═══ BLOCCO DI TESTO ═══
Il naufragio del sogno dei padri fondatori nel mare del vuoto politico

Qualora ci fosse stato bisogno di dare prova della mancanza di unità tra gli Stati membri, la guerra del dazio di Trump sarebbe bastata. Questa volta la leggendaria ricchezza del vecchio continente rischia veramente. Come ha reagito a questa minaccia la così detta “Europa Unita? Autonomamente ed in ordine sparso i leader di ciascun Paese si sono recati a Washington, ognuno a curare il proprio orticello. Molti si domandano come mai i paesi di Visegrad e i vecchi alleati non risultano ostili e non sono critici verso questa “Unione Europea”. Si capisce perfettamente. Prima perché in molti non hanno aderito alla moneta unica e poi perché l’europeismo di Orban, Kurz ed altri a loro vicini gli fa comodo nel tenere in piedi il mercato unico e più importante perché beneficiano generosamente della spartizione dei fondi di sviluppo.
═══ ESTRATTO DATI ═══
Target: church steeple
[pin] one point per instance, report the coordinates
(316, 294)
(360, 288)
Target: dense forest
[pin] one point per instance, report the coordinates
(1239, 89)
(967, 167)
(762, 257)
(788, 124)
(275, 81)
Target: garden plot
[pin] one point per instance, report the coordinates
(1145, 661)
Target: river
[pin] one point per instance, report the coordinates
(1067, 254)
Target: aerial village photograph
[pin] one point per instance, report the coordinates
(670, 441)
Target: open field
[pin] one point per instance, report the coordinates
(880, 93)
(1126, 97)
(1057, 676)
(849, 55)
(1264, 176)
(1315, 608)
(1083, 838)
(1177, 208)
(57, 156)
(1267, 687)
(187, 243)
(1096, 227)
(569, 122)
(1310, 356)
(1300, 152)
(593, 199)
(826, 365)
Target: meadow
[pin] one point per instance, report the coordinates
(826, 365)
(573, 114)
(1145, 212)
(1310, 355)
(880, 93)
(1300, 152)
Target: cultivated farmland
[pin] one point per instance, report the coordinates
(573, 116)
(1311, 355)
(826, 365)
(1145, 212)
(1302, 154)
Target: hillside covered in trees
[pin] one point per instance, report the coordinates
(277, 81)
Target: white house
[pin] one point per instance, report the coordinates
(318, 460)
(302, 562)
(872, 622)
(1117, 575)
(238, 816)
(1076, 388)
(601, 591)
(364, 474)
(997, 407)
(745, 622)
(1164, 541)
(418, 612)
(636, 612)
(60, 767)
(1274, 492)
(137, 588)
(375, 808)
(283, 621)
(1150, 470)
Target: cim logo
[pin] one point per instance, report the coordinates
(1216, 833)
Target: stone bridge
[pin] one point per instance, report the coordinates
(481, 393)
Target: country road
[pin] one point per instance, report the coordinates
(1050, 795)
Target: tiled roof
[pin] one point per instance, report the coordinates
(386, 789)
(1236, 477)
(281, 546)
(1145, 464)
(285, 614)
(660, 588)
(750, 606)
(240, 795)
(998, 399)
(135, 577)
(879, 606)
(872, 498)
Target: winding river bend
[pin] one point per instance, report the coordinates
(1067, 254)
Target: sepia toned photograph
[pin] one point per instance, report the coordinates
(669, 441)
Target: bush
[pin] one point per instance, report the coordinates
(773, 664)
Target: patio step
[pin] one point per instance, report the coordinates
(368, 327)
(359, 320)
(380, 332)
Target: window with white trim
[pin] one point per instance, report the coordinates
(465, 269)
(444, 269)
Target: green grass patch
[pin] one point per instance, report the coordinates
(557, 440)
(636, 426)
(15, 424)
═══
COSA SI CHIEDE
Trascrivi per intero il testo sulla mancanza di unità tra gli Stati europei riportato sopra, senza alcuna modifica.

RISPOSTA COMPLETA
Il naufragio del sogno dei padri fondatori nel mare del vuoto politico

Qualora ci fosse stato bisogno di dare prova della mancanza di unità tra gli Stati membri, la guerra del dazio di Trump sarebbe bastata. Questa volta la leggendaria ricchezza del vecchio continente rischia veramente. Come ha reagito a questa minaccia la così detta “Europa Unita? Autonomamente ed in ordine sparso i leader di ciascun Paese si sono recati a Washington, ognuno a curare il proprio orticello. Molti si domandano come mai i paesi di Visegrad e i vecchi alleati non risultano ostili e non sono critici verso questa “Unione Europea”. Si capisce perfettamente. Prima perché in molti non hanno aderito alla moneta unica e poi perché l’europeismo di Orban, Kurz ed altri a loro vicini gli fa comodo nel tenere in piedi il mercato unico e più importante perché beneficiano generosamente della spartizione dei fondi di sviluppo.